→ Task details:
Could you reproduce every line of the data below, scaling each answer's pixel coordinates by 1.9 and rounding them to whole numbers, with halves rounded up? Leave all other numbers, including the sample coordinates, unchanged.

→ Material for this task:
================================
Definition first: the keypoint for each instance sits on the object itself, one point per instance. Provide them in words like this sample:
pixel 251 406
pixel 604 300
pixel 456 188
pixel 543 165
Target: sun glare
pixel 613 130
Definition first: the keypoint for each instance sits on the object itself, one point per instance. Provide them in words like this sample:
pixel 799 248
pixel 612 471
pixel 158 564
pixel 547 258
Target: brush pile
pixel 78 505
================================
→ Exercise response:
Definition first: the keypoint for each instance sits on the object itself, one point per instance. Provide them in words like this sample:
pixel 251 406
pixel 604 300
pixel 456 188
pixel 543 165
Target: sun glare
pixel 1165 247
Definition first: the keypoint for each instance sits on the object itself, one point per instance. Provide them in words like this sample:
pixel 799 248
pixel 612 471
pixel 158 564
pixel 547 258
Target: brush pile
pixel 148 960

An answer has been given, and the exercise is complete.